Task goal: Repeat all of the records verbatim.

Entries:
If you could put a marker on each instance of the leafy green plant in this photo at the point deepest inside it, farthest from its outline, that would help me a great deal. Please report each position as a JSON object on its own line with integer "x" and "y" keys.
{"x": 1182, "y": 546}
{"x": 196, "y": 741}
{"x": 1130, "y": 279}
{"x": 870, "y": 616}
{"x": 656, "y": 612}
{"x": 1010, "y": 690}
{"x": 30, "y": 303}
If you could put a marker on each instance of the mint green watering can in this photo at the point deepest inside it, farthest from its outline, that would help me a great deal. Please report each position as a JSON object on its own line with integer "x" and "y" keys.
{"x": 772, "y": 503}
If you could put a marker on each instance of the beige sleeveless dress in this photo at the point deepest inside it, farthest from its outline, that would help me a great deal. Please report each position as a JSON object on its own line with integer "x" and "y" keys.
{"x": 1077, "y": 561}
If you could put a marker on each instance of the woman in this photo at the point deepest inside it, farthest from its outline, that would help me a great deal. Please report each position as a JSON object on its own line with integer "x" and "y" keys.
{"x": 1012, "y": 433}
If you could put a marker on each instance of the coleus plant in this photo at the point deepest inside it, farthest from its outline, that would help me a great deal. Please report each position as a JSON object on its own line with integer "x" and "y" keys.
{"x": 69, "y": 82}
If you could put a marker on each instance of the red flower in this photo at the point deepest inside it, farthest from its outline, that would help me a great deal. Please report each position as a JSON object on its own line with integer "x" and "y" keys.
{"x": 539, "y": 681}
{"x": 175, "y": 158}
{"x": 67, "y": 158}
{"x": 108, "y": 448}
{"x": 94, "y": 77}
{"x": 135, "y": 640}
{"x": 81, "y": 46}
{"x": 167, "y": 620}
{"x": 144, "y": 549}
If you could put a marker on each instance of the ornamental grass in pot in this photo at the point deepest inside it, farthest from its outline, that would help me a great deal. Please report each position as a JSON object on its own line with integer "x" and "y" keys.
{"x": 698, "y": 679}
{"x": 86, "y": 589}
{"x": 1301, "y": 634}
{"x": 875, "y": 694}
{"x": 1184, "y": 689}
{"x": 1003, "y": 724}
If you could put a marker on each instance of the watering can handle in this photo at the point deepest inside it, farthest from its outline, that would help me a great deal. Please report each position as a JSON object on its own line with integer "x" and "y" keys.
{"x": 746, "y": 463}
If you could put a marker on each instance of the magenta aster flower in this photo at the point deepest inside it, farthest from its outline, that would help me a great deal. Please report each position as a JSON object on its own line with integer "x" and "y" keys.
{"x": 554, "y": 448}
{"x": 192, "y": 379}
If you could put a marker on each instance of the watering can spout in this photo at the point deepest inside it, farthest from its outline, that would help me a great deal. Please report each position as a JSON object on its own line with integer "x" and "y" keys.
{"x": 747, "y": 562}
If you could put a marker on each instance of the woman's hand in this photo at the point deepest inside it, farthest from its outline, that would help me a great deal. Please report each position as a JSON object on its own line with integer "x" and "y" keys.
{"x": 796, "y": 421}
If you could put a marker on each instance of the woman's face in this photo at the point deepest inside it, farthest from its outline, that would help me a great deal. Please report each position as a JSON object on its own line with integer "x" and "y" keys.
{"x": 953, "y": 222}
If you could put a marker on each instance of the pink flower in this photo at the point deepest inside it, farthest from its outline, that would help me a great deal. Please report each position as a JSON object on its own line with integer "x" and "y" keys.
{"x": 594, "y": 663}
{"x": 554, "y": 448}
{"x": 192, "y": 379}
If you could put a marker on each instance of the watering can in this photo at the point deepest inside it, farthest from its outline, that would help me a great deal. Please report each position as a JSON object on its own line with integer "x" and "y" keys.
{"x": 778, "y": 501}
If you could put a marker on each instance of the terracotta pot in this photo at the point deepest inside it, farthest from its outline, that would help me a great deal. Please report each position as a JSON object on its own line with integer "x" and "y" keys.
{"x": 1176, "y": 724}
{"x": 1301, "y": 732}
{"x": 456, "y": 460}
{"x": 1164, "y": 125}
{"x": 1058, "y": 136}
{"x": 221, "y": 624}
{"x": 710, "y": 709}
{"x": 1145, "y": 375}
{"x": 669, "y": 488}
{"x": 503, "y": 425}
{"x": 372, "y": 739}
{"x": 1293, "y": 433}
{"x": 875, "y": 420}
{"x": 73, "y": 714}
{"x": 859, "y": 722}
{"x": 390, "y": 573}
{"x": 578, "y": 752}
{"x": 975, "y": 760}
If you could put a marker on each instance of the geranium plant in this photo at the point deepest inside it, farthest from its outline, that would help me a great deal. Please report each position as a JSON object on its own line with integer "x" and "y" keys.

Answer below:
If you could put a marker on each instance of the leafy green plant in this photo at the point deepest inside it, farthest from its outline, that would help me a great deal. Please report each position as a JSON object on its own line with integer "x" and "y" keys.
{"x": 1182, "y": 546}
{"x": 196, "y": 741}
{"x": 1130, "y": 279}
{"x": 870, "y": 616}
{"x": 656, "y": 612}
{"x": 1010, "y": 690}
{"x": 30, "y": 303}
If you could put a marker on each instance of the mint green watering can in this photo at the point deepest inside it, farthest from its outline, that would help me a great deal. Please report each position as a JSON object on its own line with integer "x" and "y" keys.
{"x": 772, "y": 503}
If you could put a marker on each instance of the beige sleeveless dress in this photo at the point deepest inside it, farthest from its outline, that would help me a great deal. Please report each position as a JSON object on its own line with integer "x" and "y" keys.
{"x": 1077, "y": 561}
If you could put a marker on each instance of the woman in this photo at the point deepest inside it, farthest from its outline, that would help me a great deal. Please report each position as a JSON object on its own line with integer "x" and "y" keys.
{"x": 1012, "y": 433}
If you could put a marker on each instance of the coleus plant in this photo at the point deepest inside it, farthest from its outline, that would help me a great deal. Please report each position as a JSON object on its own line with integer "x" and "y" keys.
{"x": 69, "y": 82}
If you could put a marker on each instance of the red flower in this photo at the point deepest inside it, farthest from its outline, that would help me a great deal. Please report each position as a JSON object on its own line with integer "x" and "y" keys.
{"x": 539, "y": 681}
{"x": 175, "y": 158}
{"x": 67, "y": 158}
{"x": 108, "y": 448}
{"x": 94, "y": 77}
{"x": 135, "y": 640}
{"x": 81, "y": 46}
{"x": 167, "y": 620}
{"x": 144, "y": 549}
If you could put a marker on each instance of the ornamental grass in pot in this photo at the point deepest inside it, farthest from its outline, that would help me a great deal. Please report each position as a JSON object on its own line with integer "x" and "y" keys.
{"x": 698, "y": 679}
{"x": 86, "y": 589}
{"x": 1301, "y": 634}
{"x": 875, "y": 694}
{"x": 1184, "y": 689}
{"x": 1003, "y": 724}
If you could put a marker on each instance of the watering can handle in this photo at the point deepest inside it, farthest from its outline, that would help me a great deal. Please report each position as a JSON object on its own line with integer "x" and "y" keys.
{"x": 746, "y": 463}
If you could put a marker on each instance of the magenta aster flower in this photo at the point deepest inside it, farthest from its outline, that would help me a great deal. Please report each position as a JSON object on its own line with integer "x" and "y" keys.
{"x": 554, "y": 448}
{"x": 192, "y": 379}
If you could put a marker on each instance of the watering can spout in this photo at the point deepest inside it, farthest from its outline, that would help me a great deal. Please report each position as a JSON object on its own line with integer "x" and "y" keys.
{"x": 747, "y": 562}
If you could put a marker on each instance of the woman's hand in this photo at the point deepest inside it, farthest from its outline, that would help me a great deal. Please report each position as a JSON object on its own line with integer "x" and "y" keys.
{"x": 796, "y": 421}
If you could put a marker on each instance of the woman's face in this photo at the point deepest inside it, farthest from its outline, that would help me a great deal. Please report each position as a JSON object on its own line with integer "x" and "y" keys.
{"x": 953, "y": 222}
If you could put a marker on each instance of the pink flower in this photo at the point deepest inside it, farthest from its outline, that would help me a great deal. Please report each position as a JSON object on its own line with integer "x" and "y" keys.
{"x": 594, "y": 663}
{"x": 554, "y": 448}
{"x": 192, "y": 379}
If you could put a marker on each instance of the watering can in this photo at the point deepest inside it, farthest from its outline, that would help me a great deal. Please report each position as a JSON object on its own line with integer "x" and "y" keys.
{"x": 778, "y": 501}
If you could put a marker on each instance of the terracotta pot in this photo at the point deepest inside it, farthest from its outline, that would help me a great deal. Please report each position as a JSON object on its own line with integer "x" and "y" keys.
{"x": 1176, "y": 724}
{"x": 1301, "y": 732}
{"x": 456, "y": 460}
{"x": 1164, "y": 125}
{"x": 1058, "y": 136}
{"x": 221, "y": 624}
{"x": 710, "y": 709}
{"x": 1145, "y": 375}
{"x": 669, "y": 488}
{"x": 503, "y": 425}
{"x": 372, "y": 739}
{"x": 1293, "y": 433}
{"x": 875, "y": 420}
{"x": 73, "y": 714}
{"x": 859, "y": 722}
{"x": 390, "y": 573}
{"x": 578, "y": 752}
{"x": 975, "y": 760}
If you could put a marker on each instance of the geranium plant in this photo at the point deepest inside it, farthest from its outline, that would help me a great deal. Please report each position as a JSON object on its own line with integer "x" and "y" keys.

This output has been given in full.